Records from a data source:
------

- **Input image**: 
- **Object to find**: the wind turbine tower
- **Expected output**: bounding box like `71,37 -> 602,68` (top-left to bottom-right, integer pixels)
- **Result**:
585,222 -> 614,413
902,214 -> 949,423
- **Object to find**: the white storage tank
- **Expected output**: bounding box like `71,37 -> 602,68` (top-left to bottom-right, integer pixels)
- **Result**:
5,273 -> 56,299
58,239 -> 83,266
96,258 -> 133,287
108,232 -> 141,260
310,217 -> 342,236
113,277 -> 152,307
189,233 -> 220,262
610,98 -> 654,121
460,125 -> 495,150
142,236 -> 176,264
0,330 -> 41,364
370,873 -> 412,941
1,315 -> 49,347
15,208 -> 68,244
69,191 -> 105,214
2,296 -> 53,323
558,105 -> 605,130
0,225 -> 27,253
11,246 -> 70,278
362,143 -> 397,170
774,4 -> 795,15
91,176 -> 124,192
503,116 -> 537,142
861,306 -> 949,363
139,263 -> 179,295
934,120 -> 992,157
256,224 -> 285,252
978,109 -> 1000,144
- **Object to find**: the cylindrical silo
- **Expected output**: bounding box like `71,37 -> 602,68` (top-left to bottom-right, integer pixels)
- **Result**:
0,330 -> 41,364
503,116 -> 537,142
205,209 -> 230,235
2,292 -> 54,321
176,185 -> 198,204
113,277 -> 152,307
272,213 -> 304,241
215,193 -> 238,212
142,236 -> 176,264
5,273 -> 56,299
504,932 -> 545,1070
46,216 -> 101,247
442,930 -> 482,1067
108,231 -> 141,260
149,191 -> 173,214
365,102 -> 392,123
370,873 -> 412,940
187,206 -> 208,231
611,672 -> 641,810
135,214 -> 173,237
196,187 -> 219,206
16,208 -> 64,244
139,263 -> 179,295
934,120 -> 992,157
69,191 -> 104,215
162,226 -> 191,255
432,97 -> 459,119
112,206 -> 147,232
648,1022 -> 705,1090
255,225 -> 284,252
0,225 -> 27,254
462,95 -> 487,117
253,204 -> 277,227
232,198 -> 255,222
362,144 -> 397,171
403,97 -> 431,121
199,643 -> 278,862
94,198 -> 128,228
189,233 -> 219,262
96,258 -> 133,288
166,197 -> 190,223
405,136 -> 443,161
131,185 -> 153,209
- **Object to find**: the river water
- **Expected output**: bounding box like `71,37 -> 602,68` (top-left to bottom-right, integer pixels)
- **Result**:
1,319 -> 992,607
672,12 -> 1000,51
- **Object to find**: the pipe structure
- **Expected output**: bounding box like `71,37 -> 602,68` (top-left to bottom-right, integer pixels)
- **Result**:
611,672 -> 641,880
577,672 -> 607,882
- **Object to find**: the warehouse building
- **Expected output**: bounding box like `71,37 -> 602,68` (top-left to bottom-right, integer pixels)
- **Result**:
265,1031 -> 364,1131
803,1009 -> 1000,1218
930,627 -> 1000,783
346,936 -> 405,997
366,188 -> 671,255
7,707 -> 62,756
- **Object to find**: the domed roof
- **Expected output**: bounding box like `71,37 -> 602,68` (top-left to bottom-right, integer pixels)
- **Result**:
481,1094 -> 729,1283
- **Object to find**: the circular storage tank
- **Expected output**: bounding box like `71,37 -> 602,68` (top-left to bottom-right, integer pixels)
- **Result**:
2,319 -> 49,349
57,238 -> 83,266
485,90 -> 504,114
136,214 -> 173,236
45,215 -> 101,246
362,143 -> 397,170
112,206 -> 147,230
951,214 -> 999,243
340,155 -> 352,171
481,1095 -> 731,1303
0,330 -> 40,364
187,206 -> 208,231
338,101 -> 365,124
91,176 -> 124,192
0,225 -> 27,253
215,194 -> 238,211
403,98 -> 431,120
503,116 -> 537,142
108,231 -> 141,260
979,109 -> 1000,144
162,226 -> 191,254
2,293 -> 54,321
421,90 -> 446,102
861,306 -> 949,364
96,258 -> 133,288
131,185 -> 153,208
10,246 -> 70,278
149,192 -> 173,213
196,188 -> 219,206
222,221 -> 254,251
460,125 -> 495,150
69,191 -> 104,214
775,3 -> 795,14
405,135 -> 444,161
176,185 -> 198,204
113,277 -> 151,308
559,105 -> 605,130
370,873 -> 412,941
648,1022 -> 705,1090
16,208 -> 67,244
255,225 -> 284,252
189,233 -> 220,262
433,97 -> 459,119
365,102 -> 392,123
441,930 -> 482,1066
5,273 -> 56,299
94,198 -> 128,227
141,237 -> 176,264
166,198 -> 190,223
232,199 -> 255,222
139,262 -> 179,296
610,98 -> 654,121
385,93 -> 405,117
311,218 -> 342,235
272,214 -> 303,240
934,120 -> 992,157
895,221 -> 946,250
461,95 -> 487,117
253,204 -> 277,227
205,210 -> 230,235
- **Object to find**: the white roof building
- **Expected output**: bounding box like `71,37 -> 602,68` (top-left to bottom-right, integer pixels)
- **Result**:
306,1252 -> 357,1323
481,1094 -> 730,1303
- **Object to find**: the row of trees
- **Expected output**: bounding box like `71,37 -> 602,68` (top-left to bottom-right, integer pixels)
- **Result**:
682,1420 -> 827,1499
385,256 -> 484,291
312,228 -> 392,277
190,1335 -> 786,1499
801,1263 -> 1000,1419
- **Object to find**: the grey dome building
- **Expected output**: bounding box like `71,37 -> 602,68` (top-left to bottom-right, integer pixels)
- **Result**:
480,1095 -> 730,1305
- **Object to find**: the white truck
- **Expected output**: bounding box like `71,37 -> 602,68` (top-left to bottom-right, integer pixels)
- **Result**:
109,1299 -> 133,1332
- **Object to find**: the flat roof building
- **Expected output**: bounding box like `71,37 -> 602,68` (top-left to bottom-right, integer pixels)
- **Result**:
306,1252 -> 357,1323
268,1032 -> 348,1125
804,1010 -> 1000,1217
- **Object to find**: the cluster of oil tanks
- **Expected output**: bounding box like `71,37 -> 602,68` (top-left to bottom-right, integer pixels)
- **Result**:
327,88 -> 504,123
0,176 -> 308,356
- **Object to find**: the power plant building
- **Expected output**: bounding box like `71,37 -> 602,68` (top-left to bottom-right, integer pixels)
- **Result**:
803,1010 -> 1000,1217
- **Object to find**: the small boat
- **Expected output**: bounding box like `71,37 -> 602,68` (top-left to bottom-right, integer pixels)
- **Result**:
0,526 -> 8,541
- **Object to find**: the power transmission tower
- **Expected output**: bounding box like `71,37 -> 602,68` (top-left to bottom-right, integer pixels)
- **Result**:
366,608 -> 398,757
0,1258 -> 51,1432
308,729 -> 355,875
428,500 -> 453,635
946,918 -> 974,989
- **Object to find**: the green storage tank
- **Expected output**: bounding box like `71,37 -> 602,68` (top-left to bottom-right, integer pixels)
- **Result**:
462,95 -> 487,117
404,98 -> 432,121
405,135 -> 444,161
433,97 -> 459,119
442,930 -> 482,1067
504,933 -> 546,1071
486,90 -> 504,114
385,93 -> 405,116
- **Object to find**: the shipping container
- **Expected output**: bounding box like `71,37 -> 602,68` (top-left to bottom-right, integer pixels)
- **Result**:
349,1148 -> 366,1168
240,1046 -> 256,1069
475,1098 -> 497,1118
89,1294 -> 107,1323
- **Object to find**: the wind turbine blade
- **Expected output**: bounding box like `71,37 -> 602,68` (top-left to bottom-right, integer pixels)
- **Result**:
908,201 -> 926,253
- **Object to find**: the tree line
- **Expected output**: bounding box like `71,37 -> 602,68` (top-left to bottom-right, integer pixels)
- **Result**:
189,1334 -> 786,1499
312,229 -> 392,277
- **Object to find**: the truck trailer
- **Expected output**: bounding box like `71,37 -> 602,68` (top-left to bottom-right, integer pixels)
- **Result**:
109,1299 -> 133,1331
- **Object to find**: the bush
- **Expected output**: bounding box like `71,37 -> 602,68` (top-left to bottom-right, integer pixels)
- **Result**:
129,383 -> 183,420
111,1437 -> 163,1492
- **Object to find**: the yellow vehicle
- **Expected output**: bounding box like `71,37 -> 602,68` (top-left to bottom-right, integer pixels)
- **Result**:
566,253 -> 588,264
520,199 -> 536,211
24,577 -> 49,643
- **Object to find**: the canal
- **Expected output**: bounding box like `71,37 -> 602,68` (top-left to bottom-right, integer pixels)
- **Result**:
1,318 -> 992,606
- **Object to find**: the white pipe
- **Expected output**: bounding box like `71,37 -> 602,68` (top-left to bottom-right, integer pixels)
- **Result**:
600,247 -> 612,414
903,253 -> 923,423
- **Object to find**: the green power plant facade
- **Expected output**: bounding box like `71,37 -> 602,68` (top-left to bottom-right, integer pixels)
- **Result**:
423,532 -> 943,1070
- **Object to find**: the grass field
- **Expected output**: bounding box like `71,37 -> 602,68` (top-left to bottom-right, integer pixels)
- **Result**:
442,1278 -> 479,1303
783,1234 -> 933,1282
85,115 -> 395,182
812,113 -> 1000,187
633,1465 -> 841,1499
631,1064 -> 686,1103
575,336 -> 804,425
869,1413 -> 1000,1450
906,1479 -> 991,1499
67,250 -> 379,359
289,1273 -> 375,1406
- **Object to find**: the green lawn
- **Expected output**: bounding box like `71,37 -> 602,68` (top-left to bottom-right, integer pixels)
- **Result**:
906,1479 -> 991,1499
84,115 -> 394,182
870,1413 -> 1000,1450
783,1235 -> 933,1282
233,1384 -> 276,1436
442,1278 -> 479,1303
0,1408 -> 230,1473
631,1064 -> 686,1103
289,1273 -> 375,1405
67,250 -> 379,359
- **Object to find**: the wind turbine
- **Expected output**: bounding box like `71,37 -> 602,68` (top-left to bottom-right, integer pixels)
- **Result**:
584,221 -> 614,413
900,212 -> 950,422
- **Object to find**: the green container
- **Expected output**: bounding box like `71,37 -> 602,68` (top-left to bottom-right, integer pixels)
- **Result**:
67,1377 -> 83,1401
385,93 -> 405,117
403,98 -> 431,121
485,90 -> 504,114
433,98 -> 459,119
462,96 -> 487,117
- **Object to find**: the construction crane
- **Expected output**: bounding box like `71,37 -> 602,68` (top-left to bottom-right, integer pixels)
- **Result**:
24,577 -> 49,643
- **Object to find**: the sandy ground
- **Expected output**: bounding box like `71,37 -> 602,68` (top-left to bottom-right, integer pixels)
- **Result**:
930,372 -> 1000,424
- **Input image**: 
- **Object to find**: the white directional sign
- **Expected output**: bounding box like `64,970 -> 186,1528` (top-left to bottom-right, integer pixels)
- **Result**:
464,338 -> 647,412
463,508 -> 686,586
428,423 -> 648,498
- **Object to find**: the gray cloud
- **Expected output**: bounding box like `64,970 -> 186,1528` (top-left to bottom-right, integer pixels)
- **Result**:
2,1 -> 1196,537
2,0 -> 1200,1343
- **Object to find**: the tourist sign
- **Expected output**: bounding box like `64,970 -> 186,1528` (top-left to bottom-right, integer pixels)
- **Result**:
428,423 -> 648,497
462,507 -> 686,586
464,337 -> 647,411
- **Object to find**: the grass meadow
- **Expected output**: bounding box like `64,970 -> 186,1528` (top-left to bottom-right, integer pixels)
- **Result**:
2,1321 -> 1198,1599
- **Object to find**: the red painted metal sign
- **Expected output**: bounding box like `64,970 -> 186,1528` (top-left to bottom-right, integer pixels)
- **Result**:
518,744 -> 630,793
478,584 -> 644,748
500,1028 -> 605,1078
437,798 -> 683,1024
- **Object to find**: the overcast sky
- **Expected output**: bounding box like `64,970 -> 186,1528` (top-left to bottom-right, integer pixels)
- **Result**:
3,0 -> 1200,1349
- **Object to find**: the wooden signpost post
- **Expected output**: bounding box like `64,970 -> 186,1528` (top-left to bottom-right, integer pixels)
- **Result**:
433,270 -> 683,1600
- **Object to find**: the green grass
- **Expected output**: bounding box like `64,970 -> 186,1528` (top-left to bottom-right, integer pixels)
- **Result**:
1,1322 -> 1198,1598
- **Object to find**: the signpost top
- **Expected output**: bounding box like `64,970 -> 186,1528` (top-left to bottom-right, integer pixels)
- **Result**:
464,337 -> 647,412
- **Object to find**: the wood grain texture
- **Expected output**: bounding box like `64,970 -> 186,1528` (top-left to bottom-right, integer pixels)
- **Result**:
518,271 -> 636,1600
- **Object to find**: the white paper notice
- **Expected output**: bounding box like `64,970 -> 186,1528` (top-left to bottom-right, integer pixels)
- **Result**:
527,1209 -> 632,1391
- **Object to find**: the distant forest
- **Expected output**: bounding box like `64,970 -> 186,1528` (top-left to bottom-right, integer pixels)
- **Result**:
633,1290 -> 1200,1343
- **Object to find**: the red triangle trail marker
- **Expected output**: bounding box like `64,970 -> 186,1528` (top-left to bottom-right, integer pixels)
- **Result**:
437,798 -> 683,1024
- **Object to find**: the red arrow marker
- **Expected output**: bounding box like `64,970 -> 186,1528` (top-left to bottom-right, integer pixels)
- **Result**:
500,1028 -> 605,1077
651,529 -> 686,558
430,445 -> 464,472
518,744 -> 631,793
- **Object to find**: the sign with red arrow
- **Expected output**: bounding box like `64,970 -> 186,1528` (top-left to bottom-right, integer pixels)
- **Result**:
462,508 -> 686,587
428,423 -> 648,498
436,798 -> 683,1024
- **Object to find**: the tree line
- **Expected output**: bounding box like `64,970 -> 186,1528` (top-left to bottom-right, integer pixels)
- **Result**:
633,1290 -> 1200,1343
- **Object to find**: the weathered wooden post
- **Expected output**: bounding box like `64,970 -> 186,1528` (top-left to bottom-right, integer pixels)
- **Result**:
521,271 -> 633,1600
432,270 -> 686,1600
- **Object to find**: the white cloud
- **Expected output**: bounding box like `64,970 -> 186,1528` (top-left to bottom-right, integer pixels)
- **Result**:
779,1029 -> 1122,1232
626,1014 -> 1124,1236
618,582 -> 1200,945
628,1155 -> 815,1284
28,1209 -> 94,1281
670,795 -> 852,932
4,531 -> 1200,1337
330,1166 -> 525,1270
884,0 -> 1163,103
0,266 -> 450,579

------

**Assignment:**
Each line in the entries above, starting at the line with "- **Object to find**: the white directional" and ending at the line with "- **Object to find**: the green grass", is to be printed exactly, and only those lines.

**Task answer:**
- **Object to find**: the white directional sign
- **Expected output**: bounding box like `64,970 -> 186,1528` (top-left to bottom-right, integer pixels)
- **Result**:
464,338 -> 647,412
463,508 -> 686,586
428,423 -> 648,498
- **Object to find**: the gray cloud
- **Expected output**: bounding box like `64,970 -> 186,1528` (top-left to bottom-right, integer pixels)
- **Result**:
2,1 -> 1196,537
2,0 -> 1200,1343
- **Object to find**: the tourist sign
- **Expected output**: bounding box like `64,970 -> 186,1528` (top-left to bottom-right, integer pixels)
- **Result**:
428,423 -> 648,497
462,507 -> 686,586
464,337 -> 647,411
- **Object to find**: the grass meadow
- **Expected output**: bounding box like `64,970 -> 186,1528` (top-left to bottom-right, integer pixels)
- **Result**:
2,1321 -> 1198,1599
- **Object to find**: the red painted metal sign
- **Expected output**: bounding box like `64,970 -> 186,1528` (top-left to bottom-right, integer pixels)
- **Result**:
518,744 -> 630,793
478,584 -> 644,748
500,1028 -> 605,1078
437,798 -> 683,1024
- **Object to find**: the overcast sky
- **Expected output**: bounding box like `64,970 -> 186,1528` (top-left to bottom-right, integer pixels)
- **Result**:
3,0 -> 1200,1349
- **Object to find**: the wooden signpost post
- **Expected output**: bounding box like `64,970 -> 186,1528` (top-left to bottom-right, integer pixels)
- **Result**:
433,270 -> 683,1600
- **Object to find**: the green grass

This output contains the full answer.